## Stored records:

--

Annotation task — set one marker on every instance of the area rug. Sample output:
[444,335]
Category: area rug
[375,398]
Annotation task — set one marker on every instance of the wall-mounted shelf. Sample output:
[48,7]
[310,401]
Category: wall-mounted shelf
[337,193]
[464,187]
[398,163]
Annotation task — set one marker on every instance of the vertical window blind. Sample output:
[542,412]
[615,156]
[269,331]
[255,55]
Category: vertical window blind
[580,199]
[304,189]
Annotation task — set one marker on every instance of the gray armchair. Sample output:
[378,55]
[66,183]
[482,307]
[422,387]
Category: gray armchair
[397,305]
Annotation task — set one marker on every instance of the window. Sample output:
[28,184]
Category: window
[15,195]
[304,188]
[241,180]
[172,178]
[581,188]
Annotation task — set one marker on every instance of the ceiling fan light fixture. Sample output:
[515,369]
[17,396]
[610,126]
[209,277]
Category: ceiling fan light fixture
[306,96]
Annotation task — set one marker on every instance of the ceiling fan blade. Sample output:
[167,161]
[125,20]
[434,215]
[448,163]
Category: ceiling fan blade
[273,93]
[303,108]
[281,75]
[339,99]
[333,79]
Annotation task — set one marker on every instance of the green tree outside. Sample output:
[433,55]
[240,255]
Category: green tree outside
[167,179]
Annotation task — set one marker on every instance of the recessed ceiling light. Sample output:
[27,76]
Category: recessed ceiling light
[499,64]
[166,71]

--

Write the data from above out again, exactly.

Annotation task — set one marker on every instance of the area rug. Sample output:
[444,335]
Category: area rug
[375,398]
Annotation task — set one marker on every instance of the wall-mounted shelf. Sample output:
[48,7]
[310,401]
Category: wall-mounted shelf
[337,193]
[464,187]
[398,163]
Annotation task — set one marker on every instance of the vertical window blind. Sample output:
[542,412]
[615,156]
[269,331]
[255,55]
Category: vertical window blind
[580,199]
[304,189]
Annotation task — set one marker on every instance of the gray armchair. Sample output:
[378,55]
[66,183]
[482,307]
[422,387]
Category: gray armchair
[397,305]
Annotation task — set one marker on every instance of the window. Sample output:
[28,184]
Category: window
[15,195]
[304,188]
[241,180]
[172,178]
[581,188]
Annotation task — set one marker on every instance of the ceiling fan light fixture. Sample output:
[515,369]
[17,396]
[610,126]
[209,277]
Category: ceiling fan light fixture
[306,96]
Annotation task — set one marker on every instance of the ceiling fan blade. Sample output:
[167,161]
[125,20]
[434,215]
[448,163]
Category: ceiling fan blade
[273,93]
[303,108]
[281,75]
[339,99]
[333,79]
Annotation task — set one marker on every instance of the green tree outside. Sample output:
[433,55]
[240,255]
Category: green tree outside
[167,179]
Annotation task — set one marker on every instance of the recessed ceiling light. Sample output:
[27,76]
Category: recessed ceiling light
[499,64]
[166,71]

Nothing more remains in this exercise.